** Opening Supplied data block **
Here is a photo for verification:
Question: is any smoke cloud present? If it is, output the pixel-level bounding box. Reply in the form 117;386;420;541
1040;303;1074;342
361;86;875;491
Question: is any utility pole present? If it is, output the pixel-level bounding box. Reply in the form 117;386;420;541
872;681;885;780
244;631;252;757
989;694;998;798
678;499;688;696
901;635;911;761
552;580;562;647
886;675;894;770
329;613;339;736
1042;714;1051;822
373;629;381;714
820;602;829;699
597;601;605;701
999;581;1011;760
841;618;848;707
** Closing Supplied data block **
** Opening Supplied data block **
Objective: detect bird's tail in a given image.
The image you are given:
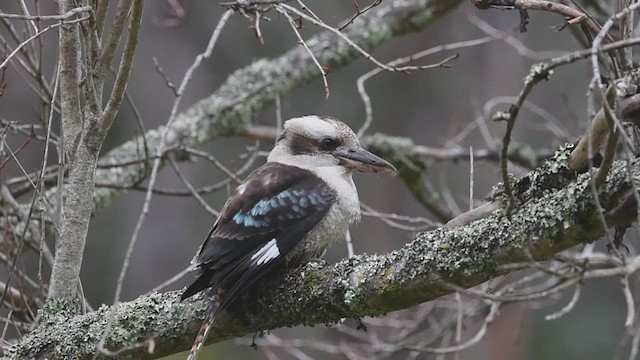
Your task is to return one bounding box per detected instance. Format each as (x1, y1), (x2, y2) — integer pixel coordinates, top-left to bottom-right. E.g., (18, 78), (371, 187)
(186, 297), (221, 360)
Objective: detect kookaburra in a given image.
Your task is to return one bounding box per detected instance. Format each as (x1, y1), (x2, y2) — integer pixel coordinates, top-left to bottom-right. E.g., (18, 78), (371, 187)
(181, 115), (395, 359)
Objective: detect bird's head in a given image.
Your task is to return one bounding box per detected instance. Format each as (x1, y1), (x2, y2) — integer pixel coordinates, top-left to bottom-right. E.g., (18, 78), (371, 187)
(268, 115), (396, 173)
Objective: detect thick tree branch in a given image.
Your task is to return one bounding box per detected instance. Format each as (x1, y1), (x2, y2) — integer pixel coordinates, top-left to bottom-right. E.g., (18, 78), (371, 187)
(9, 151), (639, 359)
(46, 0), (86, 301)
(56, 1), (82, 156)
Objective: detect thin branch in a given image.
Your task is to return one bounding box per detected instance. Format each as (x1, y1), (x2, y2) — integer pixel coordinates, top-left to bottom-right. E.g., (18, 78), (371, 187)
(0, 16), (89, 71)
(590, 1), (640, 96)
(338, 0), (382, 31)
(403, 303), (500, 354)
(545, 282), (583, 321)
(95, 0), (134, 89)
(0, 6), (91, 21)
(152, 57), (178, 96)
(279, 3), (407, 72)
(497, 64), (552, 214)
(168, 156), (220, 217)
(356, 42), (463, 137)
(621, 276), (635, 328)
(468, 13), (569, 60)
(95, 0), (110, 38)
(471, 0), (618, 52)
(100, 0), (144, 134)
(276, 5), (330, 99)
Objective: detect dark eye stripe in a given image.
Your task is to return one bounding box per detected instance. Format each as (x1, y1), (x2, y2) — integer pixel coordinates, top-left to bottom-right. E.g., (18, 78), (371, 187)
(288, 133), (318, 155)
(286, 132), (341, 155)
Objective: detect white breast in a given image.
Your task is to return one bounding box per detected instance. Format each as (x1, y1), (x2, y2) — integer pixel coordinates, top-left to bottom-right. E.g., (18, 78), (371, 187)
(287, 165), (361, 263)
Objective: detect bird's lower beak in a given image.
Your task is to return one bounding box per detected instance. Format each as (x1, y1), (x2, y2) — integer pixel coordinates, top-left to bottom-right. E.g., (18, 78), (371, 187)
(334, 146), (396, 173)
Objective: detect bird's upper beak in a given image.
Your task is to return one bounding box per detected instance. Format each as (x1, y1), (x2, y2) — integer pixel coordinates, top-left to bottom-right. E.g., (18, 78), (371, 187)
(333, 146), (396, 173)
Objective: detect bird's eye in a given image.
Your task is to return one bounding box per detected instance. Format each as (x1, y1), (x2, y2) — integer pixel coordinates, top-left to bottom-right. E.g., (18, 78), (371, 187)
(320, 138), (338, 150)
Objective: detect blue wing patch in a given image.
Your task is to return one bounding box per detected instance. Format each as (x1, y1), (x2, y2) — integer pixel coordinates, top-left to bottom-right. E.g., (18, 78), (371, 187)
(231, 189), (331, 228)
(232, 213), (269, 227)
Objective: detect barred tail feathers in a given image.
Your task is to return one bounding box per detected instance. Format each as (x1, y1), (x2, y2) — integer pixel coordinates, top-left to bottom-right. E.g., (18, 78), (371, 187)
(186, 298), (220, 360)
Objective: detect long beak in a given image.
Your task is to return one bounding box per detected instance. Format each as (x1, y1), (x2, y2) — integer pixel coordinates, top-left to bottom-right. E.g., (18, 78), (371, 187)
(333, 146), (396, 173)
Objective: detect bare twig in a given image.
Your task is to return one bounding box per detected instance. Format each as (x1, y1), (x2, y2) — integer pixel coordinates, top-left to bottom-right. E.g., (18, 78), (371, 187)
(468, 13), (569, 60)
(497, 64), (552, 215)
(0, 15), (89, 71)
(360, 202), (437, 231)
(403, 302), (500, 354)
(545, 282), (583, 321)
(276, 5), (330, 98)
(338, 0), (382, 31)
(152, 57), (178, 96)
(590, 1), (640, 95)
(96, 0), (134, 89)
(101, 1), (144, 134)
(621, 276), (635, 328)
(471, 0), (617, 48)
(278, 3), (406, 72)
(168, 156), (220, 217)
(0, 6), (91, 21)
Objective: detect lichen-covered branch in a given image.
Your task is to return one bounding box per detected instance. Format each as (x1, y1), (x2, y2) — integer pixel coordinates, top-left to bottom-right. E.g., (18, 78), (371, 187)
** Closing Supplied data block **
** Opening Supplied data block **
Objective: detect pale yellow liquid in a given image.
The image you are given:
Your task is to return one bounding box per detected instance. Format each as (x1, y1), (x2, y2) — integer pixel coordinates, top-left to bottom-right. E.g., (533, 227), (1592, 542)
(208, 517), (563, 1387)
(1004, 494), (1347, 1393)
** Closing Supplied data block **
Read through the entries and copy each line in which "tail" appears.

Objective: detect bird's tail in a given image.
Objective: detect barred tail feathers in a given image.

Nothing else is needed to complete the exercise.